WHAT YOU SHOULD DO ->
Set down every entry below verbatim, omitting the pictures.

[BEGIN MATERIAL]

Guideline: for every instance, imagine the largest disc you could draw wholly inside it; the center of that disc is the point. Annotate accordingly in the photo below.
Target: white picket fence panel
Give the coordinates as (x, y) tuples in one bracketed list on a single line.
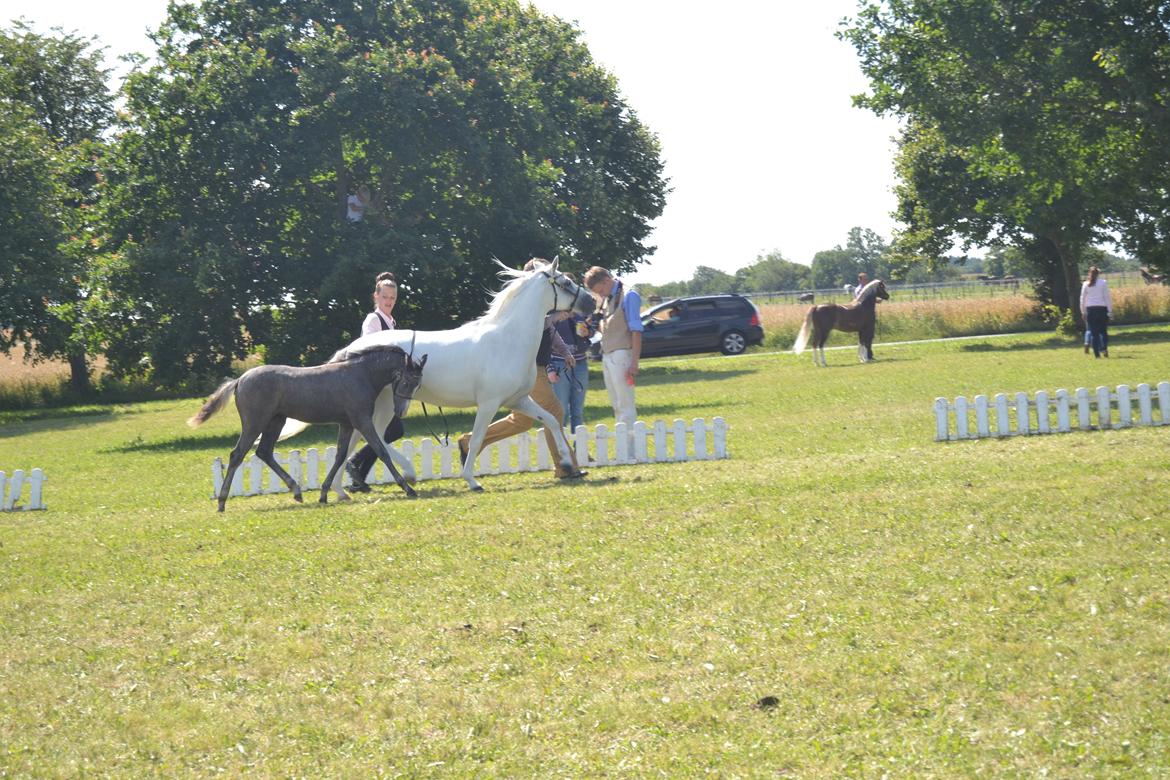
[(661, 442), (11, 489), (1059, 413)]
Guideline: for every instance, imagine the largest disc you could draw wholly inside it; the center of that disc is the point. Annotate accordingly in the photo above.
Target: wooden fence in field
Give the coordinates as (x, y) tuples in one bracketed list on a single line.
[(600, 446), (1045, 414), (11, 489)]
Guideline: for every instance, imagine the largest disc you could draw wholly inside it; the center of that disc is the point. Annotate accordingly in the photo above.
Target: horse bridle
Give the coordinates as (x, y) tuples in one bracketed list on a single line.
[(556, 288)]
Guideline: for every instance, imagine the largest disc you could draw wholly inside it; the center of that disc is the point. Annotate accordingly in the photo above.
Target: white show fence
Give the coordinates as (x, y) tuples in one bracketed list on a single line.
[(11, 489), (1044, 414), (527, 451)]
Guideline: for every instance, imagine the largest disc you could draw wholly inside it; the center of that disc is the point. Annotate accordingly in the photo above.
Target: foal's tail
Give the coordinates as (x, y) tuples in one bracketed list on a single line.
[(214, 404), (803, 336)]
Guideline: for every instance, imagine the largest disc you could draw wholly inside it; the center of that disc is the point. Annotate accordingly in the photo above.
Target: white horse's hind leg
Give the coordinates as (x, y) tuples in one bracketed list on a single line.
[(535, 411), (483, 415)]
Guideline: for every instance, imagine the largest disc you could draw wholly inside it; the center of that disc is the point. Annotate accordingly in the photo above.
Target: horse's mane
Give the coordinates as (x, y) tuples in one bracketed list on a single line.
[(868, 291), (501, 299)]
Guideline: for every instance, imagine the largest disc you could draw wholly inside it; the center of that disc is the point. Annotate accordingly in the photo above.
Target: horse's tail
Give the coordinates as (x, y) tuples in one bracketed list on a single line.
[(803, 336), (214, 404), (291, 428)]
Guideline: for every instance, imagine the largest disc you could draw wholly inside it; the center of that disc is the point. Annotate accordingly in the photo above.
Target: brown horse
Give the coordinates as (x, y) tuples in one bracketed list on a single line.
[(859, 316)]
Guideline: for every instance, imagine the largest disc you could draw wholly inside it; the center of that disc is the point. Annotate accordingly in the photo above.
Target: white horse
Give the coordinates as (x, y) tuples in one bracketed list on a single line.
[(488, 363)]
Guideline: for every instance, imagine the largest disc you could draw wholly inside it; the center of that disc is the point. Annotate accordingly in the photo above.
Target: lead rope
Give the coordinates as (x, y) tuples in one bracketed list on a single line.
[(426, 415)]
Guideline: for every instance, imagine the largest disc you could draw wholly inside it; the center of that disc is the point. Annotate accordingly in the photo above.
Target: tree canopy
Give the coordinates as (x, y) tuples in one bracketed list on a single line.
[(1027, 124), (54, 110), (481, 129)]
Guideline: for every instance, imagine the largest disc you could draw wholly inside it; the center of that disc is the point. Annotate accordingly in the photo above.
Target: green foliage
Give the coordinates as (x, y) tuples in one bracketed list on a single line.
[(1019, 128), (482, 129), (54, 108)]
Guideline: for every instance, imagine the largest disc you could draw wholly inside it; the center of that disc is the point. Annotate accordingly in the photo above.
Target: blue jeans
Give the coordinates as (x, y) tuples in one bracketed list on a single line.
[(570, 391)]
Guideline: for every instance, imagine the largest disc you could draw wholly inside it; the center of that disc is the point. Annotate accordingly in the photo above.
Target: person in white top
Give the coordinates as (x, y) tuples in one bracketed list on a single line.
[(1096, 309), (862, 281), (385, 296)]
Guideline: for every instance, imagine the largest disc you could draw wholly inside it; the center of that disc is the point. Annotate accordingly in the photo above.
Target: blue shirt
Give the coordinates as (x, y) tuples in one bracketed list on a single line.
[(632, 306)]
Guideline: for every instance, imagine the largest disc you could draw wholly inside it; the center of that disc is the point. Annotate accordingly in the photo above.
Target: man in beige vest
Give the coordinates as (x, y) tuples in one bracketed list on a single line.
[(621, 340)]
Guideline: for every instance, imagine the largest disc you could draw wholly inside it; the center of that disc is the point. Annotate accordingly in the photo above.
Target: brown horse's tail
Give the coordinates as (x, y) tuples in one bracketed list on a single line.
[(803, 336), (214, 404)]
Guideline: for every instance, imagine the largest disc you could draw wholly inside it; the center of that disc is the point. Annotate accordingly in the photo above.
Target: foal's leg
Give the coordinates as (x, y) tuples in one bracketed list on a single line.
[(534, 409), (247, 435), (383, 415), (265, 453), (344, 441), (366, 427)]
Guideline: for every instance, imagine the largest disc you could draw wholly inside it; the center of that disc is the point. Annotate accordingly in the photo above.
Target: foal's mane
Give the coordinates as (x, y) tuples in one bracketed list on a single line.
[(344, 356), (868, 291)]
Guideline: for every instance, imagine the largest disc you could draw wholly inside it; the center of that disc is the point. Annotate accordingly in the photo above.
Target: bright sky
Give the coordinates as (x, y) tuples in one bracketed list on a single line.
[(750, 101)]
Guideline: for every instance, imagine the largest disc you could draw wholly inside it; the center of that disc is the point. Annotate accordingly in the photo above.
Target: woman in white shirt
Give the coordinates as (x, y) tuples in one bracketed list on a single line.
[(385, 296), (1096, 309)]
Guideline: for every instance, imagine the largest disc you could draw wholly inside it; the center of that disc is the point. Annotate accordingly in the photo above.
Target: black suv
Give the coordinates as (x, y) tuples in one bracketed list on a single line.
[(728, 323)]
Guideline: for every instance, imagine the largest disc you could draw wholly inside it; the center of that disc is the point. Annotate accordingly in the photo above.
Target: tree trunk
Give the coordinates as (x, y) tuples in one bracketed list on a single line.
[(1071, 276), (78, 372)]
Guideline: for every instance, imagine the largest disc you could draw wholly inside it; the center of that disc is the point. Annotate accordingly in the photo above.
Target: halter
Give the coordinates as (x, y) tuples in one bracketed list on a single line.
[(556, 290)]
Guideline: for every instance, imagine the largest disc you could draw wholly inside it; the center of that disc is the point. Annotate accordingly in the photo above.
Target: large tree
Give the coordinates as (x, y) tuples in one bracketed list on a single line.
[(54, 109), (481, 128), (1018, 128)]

[END MATERIAL]

OUTPUT BELOW ->
Guideline: for every instance, imagine the largest disc you could draw wholly inside it; the center of that disc is the point. Annotate accordingly in the photo below.
Target: white picket fence panel
Give the coordinates as (x, y) tuples in one bracketed list on a single line.
[(661, 442), (11, 489), (1059, 413)]
Guideline: for every instance, imagine the largest disc you could draw wholly inside it; the center of that disc is the point. Annotate accordingly in the photo above.
Target: wooden fence in field
Give the coordinates as (x, y) tuples in one bracketed list on a single line.
[(600, 446), (1045, 414), (11, 489)]
Guideline: for every instance, imagine the largest disc you could draw wholly inside it; the center of that disc is the point. Annotate accordingly in the photo above.
Target: horse bridle
Give the coordinates as (x, y) tuples in one bracketed list on a single line.
[(556, 288)]
Guideline: for every instance, imagine the largest disc you could draw wholly inside it; the center of that disc is the point. Annotate accordingly in the photo above.
Target: white show fence
Give the coordinates as (x, y) tuples in one bracketed list on a single line.
[(11, 489), (1044, 414), (527, 451)]
Guideline: for every instance, imagine the largest disc you could draw wholly inside it; the center of that disc is the point. Annotate accordingly in the photo above.
Target: foal's tail
Give the coordinates as (x, y) tuples in one bracketed list on a single line.
[(214, 404), (803, 336)]
Guideline: for every instance, imagine the largest disc you could draw wholly inside it; the center of that disc is the point. Annotate accordingly in the photo above.
Target: white horse's hind leg
Give the coordinates as (x, y) tuples in one bracketed list on a single line.
[(535, 411), (483, 415)]
Guideline: for every instance, imagine the largest disc you could draw wholly inside it; the center of that disc is the point. Annotate accordingly in the photo above.
Target: horse's mane
Give the coordinates as (x, y) tuples in one bracketed list on a single line.
[(868, 291), (501, 299)]
Guideline: for every instance, imagine the largest disc you could draw wholly inside it; the center of that disc is the point. Annotate accordingly in the photo above.
Target: horse's tail
Give the coordinates as (x, y) tuples in one bracketed list on a single line.
[(803, 336), (214, 404), (291, 428)]
Guideline: for every instance, imagine the largest disc you could draw wholly inside it; the center of that disc is the point. Annotate accordingly in the photo above.
Target: brown horse
Give the coordinates as (x, y) tuples in one bracketed list on a single line.
[(859, 316)]
Guideline: for every instance, imagine the largest disc you could draw wholly inside it; the center of that disc is the point. Annotate accordingly in the photo above.
Target: white horse
Give the coordinates as (x, y) tuples in one bracketed list on a single line.
[(488, 363)]
Guideline: for every instance, imagine the largest disc you could draw wholly inside it; the center of that disc is the point. Annotate accordingly in the photo above.
Target: lead rope
Give the coordinates as (x, y) tuples in one bracketed list on a single line.
[(426, 415)]
Guideline: for every instance, imagine the largest disc you could draw wholly inside it; the center of that disc is the point. Annotate accordingly in the photo above.
Target: tree canopy
Give the coordinates as (x, y) tuples in one bracketed list on a single line.
[(1027, 124), (54, 110), (481, 129)]
Guideline: for every instance, imagine the largest disc you could draw wholly inside it; the center of that disc is the point. Annotate accordingly in the photo above.
Target: green foliage
Give the coordinates as (x, y) tuples in one bracketed list on a single line.
[(1019, 128), (482, 129), (54, 108)]
Guideline: for every instance, imagine the largest disc you could draw wholly inside it; the center of that disc is the point. Annotate accordingly in the photo above.
Target: blue jeans
Give the coordinates as (x, y) tuples in one bracketed list on a single line.
[(570, 391)]
Guideline: for every instance, imagine the largest disc you could draw wholly inside it; the center of that disc is the point. Annotate accordingly in the photo above.
Target: person in white top
Give the coordinates as (x, y) tuples in one bracketed list on a single line.
[(1096, 309), (862, 281), (385, 296)]
Guideline: for every instance, imagine the largest disc you could draw wholly inside it; the center of that disc is the point. Annotate accordingly in the photo above.
Target: blue shirt
Give the coordinates as (x, y) tuples in one bracketed list on a single line.
[(632, 306)]
Guideline: for every instance, imagine the largest disc you could draw wholly inside it; the center of that disc is the point. Annotate accordingly in the photo above.
Target: man in beige vest
Give the coordinates as (x, y) tuples in one bracketed list on a single line.
[(621, 340)]
Guideline: for every instance, imagine the largest disc you could draw wholly inside it; the center of that disc is the point. Annotate accordingly in the photo above.
Target: brown horse's tail
Give the coordinates as (x, y) tuples in one bracketed list on a single line.
[(803, 336), (214, 404)]
Guideline: for every instance, imagine the largest disc you could draw wholly inside it; the center of that disc is the point. Annotate accordingly in the photo above.
Target: foal's leg
Give the coordinates as (x, y) tuples in one bracketed list on a single line.
[(534, 409), (247, 435), (383, 415), (265, 453), (344, 441), (366, 427)]
Guideline: for every instance, imagine the largest disc you could draw wholly inside it; the center of that disc is the point. Annotate accordingly in the photo above.
Target: foal's mane
Give the coordinates as (x, y) tuples in one bracketed list on a single line.
[(344, 356), (868, 291)]
Guideline: for every instance, imagine the largest disc you could draw wholly inside it; the center of that disc is the point. Annotate accordingly in the photo above.
Target: bright sky
Give the coordinates as (x, y) tuples in one bracketed list on a single line.
[(750, 101)]
Guideline: for every instance, imagine the largest disc you could draw wholly inside it; the center of that disc is the point. Annotate accordingly in the photo above.
Target: woman in white shirt
Give the coordinates as (x, y) tuples in one bracketed list on a single line.
[(385, 296), (1096, 309)]
Guideline: for every instance, imagine the largest disc you could draw wholly inside it; the center of that disc is the point. Annotate accordingly in the photo above.
Target: black suv
Give the coordinates as (x, y) tuples in one bracketed list on a single line.
[(728, 323)]
Guideline: for every instance, imagine the largest disc you could draw wholly inside it; the center of that disc is the point. Annotate accordingly in the photo above.
Target: tree trunk
Give the coordinates as (x, y) tuples in one bracketed list on a single line.
[(1071, 276), (78, 372)]
Guideline: for every instance, imagine the largest disc you could draw wholly inside it; the center of that disc is the point. Annotate accordingly in the photo above.
Target: halter
Give the coordinates as (x, y) tuples in one bracketed list on a single line.
[(556, 290)]
Guideline: for every instance, imagine the largest disc you could draw wholly inside it; the center of that disc is the point. Annotate accordingly in the photo above.
Target: large tree
Give the coordinates as (x, y) tuples in one bracketed list on a single line.
[(54, 109), (481, 128), (1018, 128)]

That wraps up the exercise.